● Trecho de origem:
--------------------
Logo, ser cidadão é ter sua dignidade respeitada enquanto pessoa e isso não é outra coisa senão ter, ao alcance, todos os direitos relativos à sua condição humana. Essa afirmação é reforçada pelo pensamento de Hannah Arendt quando preleciona que a cidadania é o direito de ter direitos[156].

Dessarte, aquele que se vê privado da sua posição de cidadão pela negação de direitos fundamentais sofre a maior das violências. Nesse caso, ele será obrigado a viver as margens da sociedade sem um mínimo de dignidade e a ter o seu desenvolvimento pessoal comprometido pela falta de perspectiva em um futuro socialmente mais justo, conforme se observa facilmente em todos os cantos do país, em especial no meio rural.

Assim, quando tenta retardar o acesso à terra àqueles que querem tirar dela o seu sustento e de sua família com respaldo em uma interpretação vesga do direito de propriedade, o Estado brasileiro contribui para a perpetuação da situação de exclusão em que vivem os trabalhadores rurais sem terra e impede que eles exerçam a sua verdadeira cidadania.

Fernando da Costa Tourinho Neto aduz que a propriedade rural é garantida para proteger os direitos fundamentais do ser humano de tal modo que, caso não seja utilizada para esse fim, deixa de ser direito individual fundamental para ser de interesse social[157]. Essa é, sem dúvida, a essência da reforma agrária, a qual se apresenta como uma saída viável para retirar milhões de brasileiros do estado de abandono em que se encontram.
--------------------
Dados armazenados:
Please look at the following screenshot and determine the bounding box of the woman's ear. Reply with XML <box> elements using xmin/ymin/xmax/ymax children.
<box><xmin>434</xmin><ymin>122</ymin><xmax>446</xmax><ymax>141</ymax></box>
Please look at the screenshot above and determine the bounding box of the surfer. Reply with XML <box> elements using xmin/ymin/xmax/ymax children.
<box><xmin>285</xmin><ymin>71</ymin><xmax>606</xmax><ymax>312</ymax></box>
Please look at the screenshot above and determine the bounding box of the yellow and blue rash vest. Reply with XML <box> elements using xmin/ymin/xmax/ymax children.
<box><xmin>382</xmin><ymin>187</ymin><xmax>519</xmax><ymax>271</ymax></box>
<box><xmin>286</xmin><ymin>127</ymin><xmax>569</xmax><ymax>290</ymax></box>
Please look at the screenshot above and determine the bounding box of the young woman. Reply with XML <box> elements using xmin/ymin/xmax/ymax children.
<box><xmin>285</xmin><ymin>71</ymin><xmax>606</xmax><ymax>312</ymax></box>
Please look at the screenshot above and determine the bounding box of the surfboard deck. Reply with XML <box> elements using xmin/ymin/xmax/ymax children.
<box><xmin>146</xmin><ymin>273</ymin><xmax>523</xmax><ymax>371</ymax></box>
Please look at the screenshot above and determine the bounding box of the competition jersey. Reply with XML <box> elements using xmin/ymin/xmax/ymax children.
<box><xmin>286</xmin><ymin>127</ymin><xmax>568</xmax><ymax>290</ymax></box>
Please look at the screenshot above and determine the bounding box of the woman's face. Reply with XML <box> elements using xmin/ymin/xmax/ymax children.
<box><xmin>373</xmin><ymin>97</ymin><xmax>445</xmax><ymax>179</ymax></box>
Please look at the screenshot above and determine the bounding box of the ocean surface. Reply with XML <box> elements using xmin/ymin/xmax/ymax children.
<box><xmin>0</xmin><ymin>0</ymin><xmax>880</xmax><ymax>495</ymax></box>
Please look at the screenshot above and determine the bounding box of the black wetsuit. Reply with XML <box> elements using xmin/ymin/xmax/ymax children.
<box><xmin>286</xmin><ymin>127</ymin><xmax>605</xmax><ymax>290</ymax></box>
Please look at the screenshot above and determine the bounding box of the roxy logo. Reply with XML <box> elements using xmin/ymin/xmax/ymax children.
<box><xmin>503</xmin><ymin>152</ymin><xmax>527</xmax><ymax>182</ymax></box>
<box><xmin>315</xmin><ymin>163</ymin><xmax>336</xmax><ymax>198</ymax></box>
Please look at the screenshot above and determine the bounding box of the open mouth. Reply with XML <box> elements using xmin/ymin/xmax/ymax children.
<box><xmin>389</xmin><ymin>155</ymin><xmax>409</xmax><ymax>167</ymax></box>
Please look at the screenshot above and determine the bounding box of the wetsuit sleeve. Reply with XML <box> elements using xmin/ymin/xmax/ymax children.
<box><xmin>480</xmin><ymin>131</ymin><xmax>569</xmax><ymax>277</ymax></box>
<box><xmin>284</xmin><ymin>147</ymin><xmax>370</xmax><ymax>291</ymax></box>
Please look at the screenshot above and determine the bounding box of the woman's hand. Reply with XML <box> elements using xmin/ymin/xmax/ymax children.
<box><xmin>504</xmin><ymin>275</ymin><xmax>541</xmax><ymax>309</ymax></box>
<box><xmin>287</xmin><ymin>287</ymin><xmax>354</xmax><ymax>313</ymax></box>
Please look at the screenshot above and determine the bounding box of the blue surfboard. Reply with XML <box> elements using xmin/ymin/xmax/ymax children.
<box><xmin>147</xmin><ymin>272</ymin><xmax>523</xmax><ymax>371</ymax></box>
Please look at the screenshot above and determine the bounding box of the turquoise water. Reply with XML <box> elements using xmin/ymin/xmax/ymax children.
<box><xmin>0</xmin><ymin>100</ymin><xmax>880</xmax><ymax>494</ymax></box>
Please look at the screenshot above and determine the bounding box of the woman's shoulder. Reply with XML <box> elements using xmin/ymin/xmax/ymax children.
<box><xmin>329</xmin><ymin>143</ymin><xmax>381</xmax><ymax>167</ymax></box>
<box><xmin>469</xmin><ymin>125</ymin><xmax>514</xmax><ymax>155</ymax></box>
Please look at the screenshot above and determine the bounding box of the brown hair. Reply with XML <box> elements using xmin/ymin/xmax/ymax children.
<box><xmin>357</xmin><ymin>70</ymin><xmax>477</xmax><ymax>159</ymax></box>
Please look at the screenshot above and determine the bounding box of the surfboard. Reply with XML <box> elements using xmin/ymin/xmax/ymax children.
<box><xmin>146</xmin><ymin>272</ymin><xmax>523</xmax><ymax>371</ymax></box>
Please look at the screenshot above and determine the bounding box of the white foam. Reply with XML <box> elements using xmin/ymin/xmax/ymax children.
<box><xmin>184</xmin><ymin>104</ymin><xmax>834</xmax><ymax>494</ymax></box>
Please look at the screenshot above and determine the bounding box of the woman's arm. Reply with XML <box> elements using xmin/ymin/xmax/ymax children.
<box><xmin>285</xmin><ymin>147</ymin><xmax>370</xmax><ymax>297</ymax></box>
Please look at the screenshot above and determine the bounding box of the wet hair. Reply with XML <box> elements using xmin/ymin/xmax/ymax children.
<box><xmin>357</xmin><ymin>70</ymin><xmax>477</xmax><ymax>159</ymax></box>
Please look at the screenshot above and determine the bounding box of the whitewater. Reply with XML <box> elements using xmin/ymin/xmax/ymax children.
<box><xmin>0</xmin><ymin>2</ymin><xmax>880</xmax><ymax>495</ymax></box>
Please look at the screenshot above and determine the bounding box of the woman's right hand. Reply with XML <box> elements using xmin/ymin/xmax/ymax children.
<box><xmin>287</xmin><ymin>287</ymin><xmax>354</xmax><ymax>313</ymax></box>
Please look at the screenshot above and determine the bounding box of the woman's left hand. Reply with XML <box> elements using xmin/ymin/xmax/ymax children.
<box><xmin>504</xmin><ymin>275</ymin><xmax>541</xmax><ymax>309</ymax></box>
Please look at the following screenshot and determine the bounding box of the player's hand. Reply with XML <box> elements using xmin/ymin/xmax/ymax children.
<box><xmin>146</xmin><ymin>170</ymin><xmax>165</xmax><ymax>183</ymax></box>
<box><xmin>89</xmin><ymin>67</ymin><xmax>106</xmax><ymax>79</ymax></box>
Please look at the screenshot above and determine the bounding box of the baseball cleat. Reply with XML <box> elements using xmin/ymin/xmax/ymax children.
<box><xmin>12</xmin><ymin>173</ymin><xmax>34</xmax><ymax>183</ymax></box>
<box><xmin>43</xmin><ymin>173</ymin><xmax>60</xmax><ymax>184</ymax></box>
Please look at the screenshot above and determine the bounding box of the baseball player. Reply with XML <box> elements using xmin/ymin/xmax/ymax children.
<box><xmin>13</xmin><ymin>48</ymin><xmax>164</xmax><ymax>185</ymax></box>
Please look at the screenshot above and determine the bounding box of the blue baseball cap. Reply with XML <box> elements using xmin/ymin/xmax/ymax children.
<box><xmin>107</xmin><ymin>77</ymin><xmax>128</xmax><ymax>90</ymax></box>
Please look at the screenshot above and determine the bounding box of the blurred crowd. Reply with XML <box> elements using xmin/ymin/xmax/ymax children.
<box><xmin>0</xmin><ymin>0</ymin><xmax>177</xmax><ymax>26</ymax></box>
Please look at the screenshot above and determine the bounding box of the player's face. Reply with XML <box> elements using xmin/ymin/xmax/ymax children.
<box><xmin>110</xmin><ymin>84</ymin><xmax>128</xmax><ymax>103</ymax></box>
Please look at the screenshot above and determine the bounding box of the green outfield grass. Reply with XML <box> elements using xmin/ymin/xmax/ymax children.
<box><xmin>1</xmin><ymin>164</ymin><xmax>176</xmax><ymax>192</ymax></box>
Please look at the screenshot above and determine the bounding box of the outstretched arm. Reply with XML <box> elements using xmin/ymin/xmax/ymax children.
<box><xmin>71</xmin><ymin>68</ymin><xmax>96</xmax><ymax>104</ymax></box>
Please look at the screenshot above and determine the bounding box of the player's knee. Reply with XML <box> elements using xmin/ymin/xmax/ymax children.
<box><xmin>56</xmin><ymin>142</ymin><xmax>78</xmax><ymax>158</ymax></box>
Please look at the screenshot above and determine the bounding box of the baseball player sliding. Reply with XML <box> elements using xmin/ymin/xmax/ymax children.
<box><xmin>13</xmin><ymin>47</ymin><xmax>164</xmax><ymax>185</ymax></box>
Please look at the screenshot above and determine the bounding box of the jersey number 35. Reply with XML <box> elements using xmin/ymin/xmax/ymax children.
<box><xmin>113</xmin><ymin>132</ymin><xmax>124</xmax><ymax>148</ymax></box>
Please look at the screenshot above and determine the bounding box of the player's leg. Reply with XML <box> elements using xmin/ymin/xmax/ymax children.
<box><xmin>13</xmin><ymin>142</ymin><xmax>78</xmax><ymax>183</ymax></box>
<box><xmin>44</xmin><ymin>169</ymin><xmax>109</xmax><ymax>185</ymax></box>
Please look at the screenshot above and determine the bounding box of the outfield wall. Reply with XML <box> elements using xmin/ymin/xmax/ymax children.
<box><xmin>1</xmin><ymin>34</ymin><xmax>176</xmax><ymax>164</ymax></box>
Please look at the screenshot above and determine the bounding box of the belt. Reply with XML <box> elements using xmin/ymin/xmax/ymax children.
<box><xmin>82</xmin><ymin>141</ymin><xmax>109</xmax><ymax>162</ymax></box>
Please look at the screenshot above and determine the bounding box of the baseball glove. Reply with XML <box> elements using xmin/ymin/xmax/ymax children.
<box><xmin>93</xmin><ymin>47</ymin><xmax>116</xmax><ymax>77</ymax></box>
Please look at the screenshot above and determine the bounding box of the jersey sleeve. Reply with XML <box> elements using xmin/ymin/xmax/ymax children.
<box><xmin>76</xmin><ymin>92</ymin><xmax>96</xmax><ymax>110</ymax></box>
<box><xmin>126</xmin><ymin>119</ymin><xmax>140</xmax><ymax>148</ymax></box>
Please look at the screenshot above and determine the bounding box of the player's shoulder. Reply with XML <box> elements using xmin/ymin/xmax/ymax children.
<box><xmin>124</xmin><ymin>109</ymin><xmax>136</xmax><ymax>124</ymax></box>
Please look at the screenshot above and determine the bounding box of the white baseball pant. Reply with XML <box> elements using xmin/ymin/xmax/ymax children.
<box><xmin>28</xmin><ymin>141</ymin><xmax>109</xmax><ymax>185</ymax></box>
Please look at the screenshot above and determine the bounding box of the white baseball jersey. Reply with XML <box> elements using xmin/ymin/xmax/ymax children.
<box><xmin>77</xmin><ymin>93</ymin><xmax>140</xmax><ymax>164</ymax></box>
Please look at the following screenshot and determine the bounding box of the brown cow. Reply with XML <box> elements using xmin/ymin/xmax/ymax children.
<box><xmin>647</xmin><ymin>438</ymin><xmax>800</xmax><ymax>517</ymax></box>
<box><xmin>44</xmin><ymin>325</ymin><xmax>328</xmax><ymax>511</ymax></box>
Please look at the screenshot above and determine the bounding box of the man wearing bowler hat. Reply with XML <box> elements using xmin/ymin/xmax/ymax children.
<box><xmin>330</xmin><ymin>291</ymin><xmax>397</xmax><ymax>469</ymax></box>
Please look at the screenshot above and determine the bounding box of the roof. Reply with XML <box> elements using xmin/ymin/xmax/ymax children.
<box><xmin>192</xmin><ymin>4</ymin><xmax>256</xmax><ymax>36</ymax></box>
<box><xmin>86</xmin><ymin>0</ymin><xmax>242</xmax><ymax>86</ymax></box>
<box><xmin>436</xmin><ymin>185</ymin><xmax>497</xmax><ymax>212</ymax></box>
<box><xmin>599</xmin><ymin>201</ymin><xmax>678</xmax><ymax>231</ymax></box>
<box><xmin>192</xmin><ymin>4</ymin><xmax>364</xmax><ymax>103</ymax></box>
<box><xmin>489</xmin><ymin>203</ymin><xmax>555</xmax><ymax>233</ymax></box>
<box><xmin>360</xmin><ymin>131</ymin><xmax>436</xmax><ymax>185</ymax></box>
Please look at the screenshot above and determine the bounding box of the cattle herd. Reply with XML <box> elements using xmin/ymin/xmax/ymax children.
--------------------
● Tarefas e exercícios:
- 1) De acordo com o trecho sobre cidadania e reforma agrária, como Hannah Arendt define a cidadania?
- 2) Dê continuidade ao trecho sobre cidadania e reforma agrária a partir da última frase apresentada.
O material listado é conteúdo à parte e não tem relação com o trecho sobre cidadania.

● Respostas dadas:
- 1) Como o direito de ter direitos.

- 2)
Nesse contexto, conclui-se que só existe cidadania com reforma agrária e é sob essa ótica que o MST procura efetivá-la. A atuação proposta pelo movimento traz um novo ânimo à luta pela terra, pois dá à cidadania um caráter ativo em conexão com o conceito de soberania popular.

Relacionando as duas expressões, Maria Garcia assevera[158]:

A cidadania, exercício da soberania popular e de suas prerrogativas (direitos atribuídos com caráter de exclusividade ao seu titular), compreende os deveres cívicos, a classe dos direitos políticos e todos os que a Constituição e as leis atribuem ao cidadão, em especial a participação na vida política, administrativa e cívica do país; permitem tomar parte na expressão da soberania nacional e procedem ao mesmo tempo da idéia de liberdade política e da liberdade individual, de natureza ou caráter misto, portanto, inerentes, especificamente, à cidadania.

É por meios desse entendimento que se chega a uma concepção de governabilidade democrática. Sabendo disso, o MST promove atos de ocupação de propriedades rurais improdutivas, movido pelo exercício da cidadania ativa de seus membros, a fim de colocar, na agenda do Poder Público, demandas sociais que historicamente tiveram sua concretização adiadas por interesses que não se coadunam com um Estado Democrático de Direito.

Há que se pensar em um novo projeto de reforma agrária, onde as relações econômicas, políticas e sociais sejam geridas pela convivência democrática.  Esse modelo deverá ter nos movimentos sociais, notadamente o MST, o apoio necessário para o seu adequando desenvolvimento.

O desafio da democratização da sociedade agrária passa por um processo em que os movimentos populares rurais se sintam sujeitos capazes e necessários de um Projeto de Reforma Agrária que altere as bases do modelo de desenvolvimento atual e que crie novas bases de integração, reestruturando a produção agrícola e fortalecendo a cidadania dos trabalhadores rurais, entendida como garantia de direitos fundamentais e capacidade de intervenção democrática na definição de política que lhe dizem respeito[159].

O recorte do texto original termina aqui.